What you have to do:
Return verbatim the lines of the records below, starting at the line with "One point per instance, written like point(555, 82)" and ending with the line with "point(558, 365)", both included.

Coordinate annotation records
'''

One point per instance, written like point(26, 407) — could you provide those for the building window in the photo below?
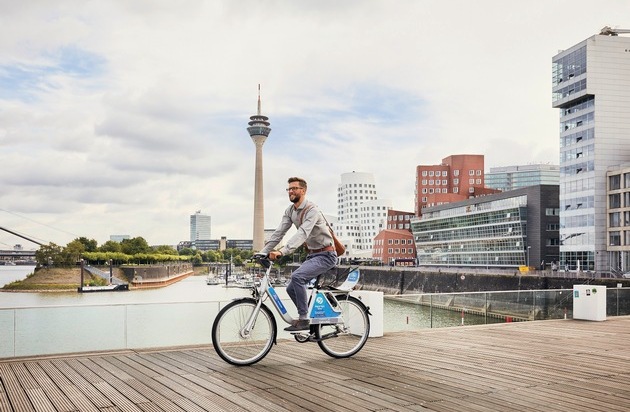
point(614, 201)
point(614, 219)
point(615, 238)
point(614, 182)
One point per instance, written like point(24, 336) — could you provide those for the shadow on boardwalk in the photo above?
point(563, 365)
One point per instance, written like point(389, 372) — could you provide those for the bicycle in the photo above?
point(245, 330)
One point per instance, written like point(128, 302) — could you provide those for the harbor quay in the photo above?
point(557, 365)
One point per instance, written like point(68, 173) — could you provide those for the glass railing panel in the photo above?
point(617, 301)
point(170, 324)
point(7, 333)
point(68, 329)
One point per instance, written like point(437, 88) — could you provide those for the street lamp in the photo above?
point(487, 258)
point(528, 248)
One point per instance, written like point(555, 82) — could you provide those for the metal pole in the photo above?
point(81, 284)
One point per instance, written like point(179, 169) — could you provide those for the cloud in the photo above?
point(126, 117)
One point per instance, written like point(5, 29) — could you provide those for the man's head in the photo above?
point(297, 189)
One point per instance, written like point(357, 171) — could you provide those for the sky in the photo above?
point(126, 117)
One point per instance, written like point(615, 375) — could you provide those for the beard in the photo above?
point(296, 198)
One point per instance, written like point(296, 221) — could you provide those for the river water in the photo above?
point(397, 316)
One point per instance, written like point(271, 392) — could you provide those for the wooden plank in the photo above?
point(15, 392)
point(5, 405)
point(85, 387)
point(558, 366)
point(74, 395)
point(54, 394)
point(157, 393)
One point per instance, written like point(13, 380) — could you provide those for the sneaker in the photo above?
point(298, 325)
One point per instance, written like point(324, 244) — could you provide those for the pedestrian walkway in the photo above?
point(558, 365)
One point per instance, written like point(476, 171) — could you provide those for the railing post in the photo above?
point(431, 311)
point(485, 307)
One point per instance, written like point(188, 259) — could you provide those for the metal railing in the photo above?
point(430, 310)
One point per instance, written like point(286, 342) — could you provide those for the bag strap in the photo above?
point(303, 212)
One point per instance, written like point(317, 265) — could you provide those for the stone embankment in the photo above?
point(398, 280)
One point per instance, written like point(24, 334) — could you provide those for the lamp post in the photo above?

'''

Solution to this exercise:
One point per instance, written like point(555, 82) — could you provide those for the metal pole in the photo above?
point(81, 284)
One point per instance, written like point(179, 169) — could you provide those for the cloud in the photo above?
point(126, 117)
One point per instance, written like point(5, 29) — could you provide those for the man's head in the photo above?
point(297, 189)
One point per instance, written like point(357, 171) — could you provide those for the sky in the photo above?
point(126, 117)
One point per instance, written like point(615, 375) — could you provide those for the beard in the photo above?
point(296, 198)
One point per instance, written like point(296, 221) — could you provide those for the river water in the photo above?
point(397, 316)
One point per instance, written like point(271, 392) — could you provide those for the wooden plank in the photo above?
point(15, 392)
point(5, 405)
point(85, 387)
point(558, 366)
point(74, 395)
point(54, 394)
point(157, 393)
One point per instance, written like point(13, 380) — could you provide those for the sneaker in the photo above?
point(298, 325)
One point per instance, written like point(324, 244) — could you provide those for the pedestrian walkway in the photo above?
point(558, 365)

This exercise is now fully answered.